• [Data for this exercise]:
┌────────

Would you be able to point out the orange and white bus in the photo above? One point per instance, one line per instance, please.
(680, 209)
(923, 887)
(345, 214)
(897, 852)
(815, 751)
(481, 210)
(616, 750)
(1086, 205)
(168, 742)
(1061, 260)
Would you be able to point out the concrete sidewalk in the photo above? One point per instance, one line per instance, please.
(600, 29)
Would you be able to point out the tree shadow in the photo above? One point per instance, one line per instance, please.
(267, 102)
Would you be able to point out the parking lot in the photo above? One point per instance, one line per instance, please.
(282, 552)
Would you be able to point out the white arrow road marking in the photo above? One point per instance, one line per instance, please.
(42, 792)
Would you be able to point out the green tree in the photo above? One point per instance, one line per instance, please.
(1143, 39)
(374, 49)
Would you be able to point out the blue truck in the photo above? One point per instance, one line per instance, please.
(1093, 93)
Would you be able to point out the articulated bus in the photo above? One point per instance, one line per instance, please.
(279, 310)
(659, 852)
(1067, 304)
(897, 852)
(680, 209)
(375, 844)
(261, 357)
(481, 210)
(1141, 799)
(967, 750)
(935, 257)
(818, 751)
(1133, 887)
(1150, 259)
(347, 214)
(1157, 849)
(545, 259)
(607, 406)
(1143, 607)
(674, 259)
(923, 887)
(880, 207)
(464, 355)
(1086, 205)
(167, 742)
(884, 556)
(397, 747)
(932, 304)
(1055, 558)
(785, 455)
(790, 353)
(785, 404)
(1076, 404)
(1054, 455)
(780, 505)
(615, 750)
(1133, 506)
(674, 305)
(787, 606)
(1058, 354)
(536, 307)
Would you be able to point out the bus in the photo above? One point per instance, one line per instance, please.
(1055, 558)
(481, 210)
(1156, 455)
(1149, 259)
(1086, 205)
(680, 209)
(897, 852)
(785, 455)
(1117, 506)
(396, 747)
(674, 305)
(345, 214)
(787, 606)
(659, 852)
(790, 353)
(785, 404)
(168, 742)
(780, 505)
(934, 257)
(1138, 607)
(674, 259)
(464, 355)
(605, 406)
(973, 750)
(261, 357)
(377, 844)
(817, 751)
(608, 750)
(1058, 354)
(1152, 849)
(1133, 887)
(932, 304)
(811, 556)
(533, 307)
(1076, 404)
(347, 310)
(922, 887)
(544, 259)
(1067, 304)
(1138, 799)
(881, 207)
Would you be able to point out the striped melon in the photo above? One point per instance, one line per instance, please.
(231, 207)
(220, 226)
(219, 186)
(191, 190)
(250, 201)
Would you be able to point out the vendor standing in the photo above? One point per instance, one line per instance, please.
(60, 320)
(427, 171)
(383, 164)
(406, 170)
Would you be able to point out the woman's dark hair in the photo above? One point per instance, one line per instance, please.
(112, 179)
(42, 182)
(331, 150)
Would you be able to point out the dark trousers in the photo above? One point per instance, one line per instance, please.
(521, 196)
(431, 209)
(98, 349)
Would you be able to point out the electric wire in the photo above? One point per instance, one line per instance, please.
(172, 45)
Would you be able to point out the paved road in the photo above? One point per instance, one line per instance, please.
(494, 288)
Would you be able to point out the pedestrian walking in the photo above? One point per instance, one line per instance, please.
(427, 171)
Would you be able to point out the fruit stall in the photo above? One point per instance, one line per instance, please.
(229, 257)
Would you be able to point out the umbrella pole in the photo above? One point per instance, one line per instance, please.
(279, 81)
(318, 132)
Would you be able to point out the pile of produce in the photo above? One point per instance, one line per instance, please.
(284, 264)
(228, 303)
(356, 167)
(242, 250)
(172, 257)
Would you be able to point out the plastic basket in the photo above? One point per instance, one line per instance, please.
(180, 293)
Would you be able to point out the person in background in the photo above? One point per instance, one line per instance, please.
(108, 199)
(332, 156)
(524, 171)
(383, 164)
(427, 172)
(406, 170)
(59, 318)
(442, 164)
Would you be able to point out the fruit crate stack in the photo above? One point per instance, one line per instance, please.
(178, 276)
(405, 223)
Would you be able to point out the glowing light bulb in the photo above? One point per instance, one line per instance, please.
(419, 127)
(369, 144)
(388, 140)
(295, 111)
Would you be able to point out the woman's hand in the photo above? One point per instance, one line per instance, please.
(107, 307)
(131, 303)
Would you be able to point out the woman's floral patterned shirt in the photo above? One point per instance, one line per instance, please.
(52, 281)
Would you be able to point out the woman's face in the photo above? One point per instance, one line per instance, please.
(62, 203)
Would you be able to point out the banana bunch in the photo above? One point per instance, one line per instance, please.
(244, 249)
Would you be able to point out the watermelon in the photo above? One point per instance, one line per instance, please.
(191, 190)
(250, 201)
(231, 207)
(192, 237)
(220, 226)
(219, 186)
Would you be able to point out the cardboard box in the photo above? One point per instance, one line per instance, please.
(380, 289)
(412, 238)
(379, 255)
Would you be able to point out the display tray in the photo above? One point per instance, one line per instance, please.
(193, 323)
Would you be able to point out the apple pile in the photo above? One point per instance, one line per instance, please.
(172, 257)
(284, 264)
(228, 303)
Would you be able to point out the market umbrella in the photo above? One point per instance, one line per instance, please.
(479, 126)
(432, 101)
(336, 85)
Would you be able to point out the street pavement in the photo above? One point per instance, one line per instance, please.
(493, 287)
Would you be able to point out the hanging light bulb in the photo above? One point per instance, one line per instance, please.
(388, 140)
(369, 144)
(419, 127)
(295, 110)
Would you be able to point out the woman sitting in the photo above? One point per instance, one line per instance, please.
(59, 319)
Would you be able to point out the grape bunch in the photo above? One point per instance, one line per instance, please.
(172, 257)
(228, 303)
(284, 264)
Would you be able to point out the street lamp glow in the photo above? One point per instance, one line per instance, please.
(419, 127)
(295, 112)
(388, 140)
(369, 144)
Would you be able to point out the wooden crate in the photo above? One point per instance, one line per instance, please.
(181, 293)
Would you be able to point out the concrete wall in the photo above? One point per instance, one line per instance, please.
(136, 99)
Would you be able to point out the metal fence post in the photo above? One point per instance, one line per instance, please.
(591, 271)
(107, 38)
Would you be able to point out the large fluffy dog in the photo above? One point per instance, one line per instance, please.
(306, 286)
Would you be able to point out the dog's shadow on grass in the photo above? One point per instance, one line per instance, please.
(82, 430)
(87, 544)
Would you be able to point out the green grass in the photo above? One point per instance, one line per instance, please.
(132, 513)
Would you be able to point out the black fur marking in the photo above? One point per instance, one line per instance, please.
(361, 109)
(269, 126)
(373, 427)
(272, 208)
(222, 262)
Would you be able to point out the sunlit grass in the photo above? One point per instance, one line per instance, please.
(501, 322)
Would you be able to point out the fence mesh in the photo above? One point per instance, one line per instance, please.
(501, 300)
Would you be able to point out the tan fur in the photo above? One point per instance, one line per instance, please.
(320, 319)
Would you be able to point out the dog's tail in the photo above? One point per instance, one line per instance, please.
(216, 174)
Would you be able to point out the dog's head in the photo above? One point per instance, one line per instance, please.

└────────

• [Given request]:
Render every line of the data above as a Markdown table with the columns No. and Line, numbering the rows in order and omitting blank lines.

• [Full response]:
| No. | Line |
|---|---|
| 1 | Would you be able to point out the orange and white bus in the photo above? One point per instance, one line per instance, please. |
| 2 | (680, 209) |
| 3 | (923, 887) |
| 4 | (345, 214) |
| 5 | (897, 852) |
| 6 | (815, 751) |
| 7 | (481, 210) |
| 8 | (616, 750) |
| 9 | (1086, 205) |
| 10 | (168, 742) |
| 11 | (1061, 260) |
| 12 | Would you be able to point out the concrete sidewalk in the photo above? One point per instance, one line per instance, please. |
| 13 | (600, 29) |
| 14 | Would you be able to point out the tree shadow in the photo above? One point per instance, one line per instance, please. |
| 15 | (267, 102) |
| 16 | Would you be able to point out the parking lot in the photo above? One point per instance, one line per instance, please. |
| 17 | (282, 552) |
| 18 | Would you be able to point out the white arrow road marking in the photo above? One point per instance, one line per instance, please. |
| 19 | (42, 792) |
| 20 | Would you be able to point out the green tree in the photo above? One point per instance, one line per instance, please. |
| 21 | (1143, 39) |
| 22 | (374, 49) |
| 23 | Would you be able to point out the blue truck in the photo above? One point per instance, one line per instance, please. |
| 24 | (1093, 93) |
| 25 | Would you be able to point out the articulated bus in the photo above? One point per instance, one line per instance, please. |
| 26 | (279, 310) |
| 27 | (659, 852) |
| 28 | (1067, 304) |
| 29 | (897, 852) |
| 30 | (680, 209) |
| 31 | (375, 844) |
| 32 | (261, 357) |
| 33 | (481, 210) |
| 34 | (1141, 799) |
| 35 | (967, 750) |
| 36 | (935, 257) |
| 37 | (818, 751) |
| 38 | (1133, 887) |
| 39 | (1150, 259) |
| 40 | (347, 214) |
| 41 | (1157, 849) |
| 42 | (545, 259) |
| 43 | (607, 406) |
| 44 | (1143, 607) |
| 45 | (674, 259) |
| 46 | (923, 887) |
| 47 | (880, 207) |
| 48 | (464, 355) |
| 49 | (1086, 205) |
| 50 | (167, 742) |
| 51 | (884, 556) |
| 52 | (397, 747) |
| 53 | (932, 304) |
| 54 | (1055, 558) |
| 55 | (785, 455) |
| 56 | (790, 353) |
| 57 | (785, 404) |
| 58 | (1076, 404) |
| 59 | (1054, 455) |
| 60 | (780, 505) |
| 61 | (615, 750) |
| 62 | (1133, 506) |
| 63 | (674, 305) |
| 64 | (787, 606) |
| 65 | (1058, 354) |
| 66 | (536, 307) |
| 67 | Would you be able to point out the bus in the photo above? One point per instance, one line per instance, please. |
| 68 | (1055, 558) |
| 69 | (481, 210) |
| 70 | (1156, 455) |
| 71 | (1149, 259) |
| 72 | (1086, 205) |
| 73 | (680, 209) |
| 74 | (897, 852) |
| 75 | (785, 455) |
| 76 | (1117, 506) |
| 77 | (396, 747) |
| 78 | (674, 305) |
| 79 | (345, 214) |
| 80 | (787, 606) |
| 81 | (659, 852) |
| 82 | (790, 353) |
| 83 | (785, 404) |
| 84 | (168, 742) |
| 85 | (780, 505) |
| 86 | (934, 257) |
| 87 | (1138, 607) |
| 88 | (674, 259) |
| 89 | (464, 355) |
| 90 | (605, 406) |
| 91 | (973, 750) |
| 92 | (261, 357) |
| 93 | (377, 844) |
| 94 | (817, 751) |
| 95 | (608, 750) |
| 96 | (1058, 354) |
| 97 | (1152, 849) |
| 98 | (1133, 887) |
| 99 | (932, 304) |
| 100 | (811, 556) |
| 101 | (533, 307) |
| 102 | (1076, 404) |
| 103 | (347, 310) |
| 104 | (922, 887) |
| 105 | (544, 259) |
| 106 | (1067, 304) |
| 107 | (1138, 799) |
| 108 | (881, 207) |
| 109 | Would you be able to point out the striped melon in the photo above? One point per instance, one line per instance, please. |
| 110 | (231, 207) |
| 111 | (220, 226) |
| 112 | (219, 186) |
| 113 | (191, 190) |
| 114 | (250, 201) |
| 115 | Would you be able to point out the vendor standing in the photo above? One point per instance, one line per instance, please. |
| 116 | (60, 320) |
| 117 | (427, 171) |
| 118 | (383, 164) |
| 119 | (406, 170) |
| 120 | Would you be able to point out the woman's dark hair in the photo above? One point per instance, one line per instance, please. |
| 121 | (112, 179) |
| 122 | (42, 182) |
| 123 | (331, 150) |
| 124 | Would you be able to point out the dark trousers in the photo above? One point per instance, one line per instance, please. |
| 125 | (521, 196) |
| 126 | (431, 209) |
| 127 | (98, 349) |
| 128 | Would you be able to point out the electric wire in the photo above? One point per instance, one line per instance, please. |
| 129 | (172, 45) |
| 130 | Would you be able to point out the paved road in the photo above? One point per instance, one line per instance, please. |
| 131 | (494, 288) |
| 132 | Would you be able to point out the pedestrian walking in the photo above? One point per instance, one line per instance, please. |
| 133 | (427, 171) |
| 134 | Would you be able to point out the fruit stall in the photo above? One point per instance, one line per instance, please. |
| 135 | (229, 257) |
| 136 | Would you be able to point out the umbrella pole in the photo above? One point per instance, one line per instance, please. |
| 137 | (279, 81) |
| 138 | (318, 132) |
| 139 | Would you be able to point out the pile of produce in the photo above? One point per instance, one line per instance, please. |
| 140 | (284, 264) |
| 141 | (228, 303) |
| 142 | (356, 167) |
| 143 | (242, 250) |
| 144 | (172, 257) |
| 145 | Would you be able to point out the plastic basket in the photo above? One point per instance, one line per instance, please. |
| 146 | (180, 293) |
| 147 | Would you be able to point out the person in background in the photo above? One point per instance, one line per instance, please. |
| 148 | (108, 199) |
| 149 | (332, 156) |
| 150 | (524, 171) |
| 151 | (383, 164) |
| 152 | (427, 172) |
| 153 | (406, 170) |
| 154 | (59, 318) |
| 155 | (442, 164) |
| 156 | Would you be able to point out the fruit crate stack in the photo above? One point per instance, one line per instance, please. |
| 157 | (178, 276) |
| 158 | (405, 223) |
| 159 | Would you be able to point out the glowing light bulb in the photo above? One point per instance, one line per instance, please. |
| 160 | (419, 127) |
| 161 | (369, 144) |
| 162 | (388, 140) |
| 163 | (295, 111) |
| 164 | Would you be able to point out the woman's hand in the photo above? One point per instance, one line per instance, please. |
| 165 | (107, 307) |
| 166 | (131, 303) |
| 167 | Would you be able to point out the woman's floral patterned shirt in the photo above? One point per instance, one line per instance, please. |
| 168 | (52, 281) |
| 169 | Would you be able to point out the woman's face in the photo above? One point per instance, one line per instance, please. |
| 170 | (62, 203) |
| 171 | Would you be able to point out the banana bunch in the photo above? One point per instance, one line per instance, please. |
| 172 | (244, 249) |
| 173 | Would you be able to point out the watermelon in the photo above? One point per instance, one line per instance, please. |
| 174 | (191, 190) |
| 175 | (250, 201) |
| 176 | (231, 207) |
| 177 | (192, 237) |
| 178 | (220, 226) |
| 179 | (219, 186) |
| 180 | Would you be able to point out the cardboard box in the photo above? One point per instance, one line per instance, please. |
| 181 | (380, 289) |
| 182 | (412, 238) |
| 183 | (379, 255) |
| 184 | Would you be able to point out the display tray in the photo above? One point per instance, one line per instance, please. |
| 185 | (193, 323) |
| 186 | Would you be able to point out the apple pile in the photo above? One point per instance, one line per instance, please. |
| 187 | (172, 257) |
| 188 | (284, 264) |
| 189 | (228, 303) |
| 190 | Would you be able to point out the market umbrella in the photo above? One point per instance, one line per instance, please. |
| 191 | (479, 126) |
| 192 | (432, 101) |
| 193 | (336, 85) |
| 194 | Would you be able to point out the street pavement in the photo above? One point per instance, one line per instance, please. |
| 195 | (493, 287) |
| 196 | Would you be able to point out the hanging light bulb in the photo above? One point per instance, one line per instance, please. |
| 197 | (388, 140) |
| 198 | (369, 144) |
| 199 | (419, 127) |
| 200 | (295, 110) |
| 201 | Would you be able to point out the woman sitting in the photo above? One point per instance, one line per instance, please. |
| 202 | (59, 319) |
| 203 | Would you be able to point out the grape bunch in the photo above? One point per instance, one line per instance, please. |
| 204 | (172, 257) |
| 205 | (228, 303) |
| 206 | (284, 264) |
| 207 | Would you be able to point out the street lamp glow in the photo above? One point per instance, one line per instance, please. |
| 208 | (419, 127) |
| 209 | (295, 112) |
| 210 | (388, 140) |
| 211 | (369, 144) |
| 212 | Would you be able to point out the wooden crate in the photo above? One point per instance, one line per instance, please. |
| 213 | (181, 293) |
| 214 | Would you be able to point out the concrete wall in the photo above? One point per instance, one line per instance, please. |
| 215 | (136, 99) |
| 216 | Would you be able to point out the metal fence post in the photo above? One point per instance, one line per instance, please. |
| 217 | (591, 271) |
| 218 | (107, 38) |
| 219 | Would you be able to point out the large fluffy dog in the photo above? One point per instance, one line per instance, please. |
| 220 | (306, 286) |
| 221 | Would you be able to point out the dog's shadow on grass in the photo above? One point per instance, one line per instance, please. |
| 222 | (82, 430) |
| 223 | (87, 544) |
| 224 | Would you be able to point out the green grass in the photo above? One point per instance, one line per instance, please. |
| 225 | (132, 513) |
| 226 | Would you be able to point out the black fur marking in the photo above? One point per instance, one line per instance, please. |
| 227 | (361, 109) |
| 228 | (269, 126) |
| 229 | (373, 427) |
| 230 | (272, 208) |
| 231 | (222, 262) |
| 232 | Would you be able to point out the sunlit grass in the photo above? One point per instance, one line per instance, please. |
| 233 | (501, 322) |
| 234 | Would you be able to point out the fence mesh in the photo above? One point per instance, one line per instance, please. |
| 235 | (501, 300) |
| 236 | Would you be able to point out the tan fur in the photo above? One point per instance, one line per instance, please. |
| 237 | (320, 319) |
| 238 | Would you be able to point out the dog's tail in the photo above? One point per instance, one line per instance, please. |
| 239 | (216, 174) |
| 240 | Would you be able to point out the dog's head in the photo above? One point per instance, one line per instance, please. |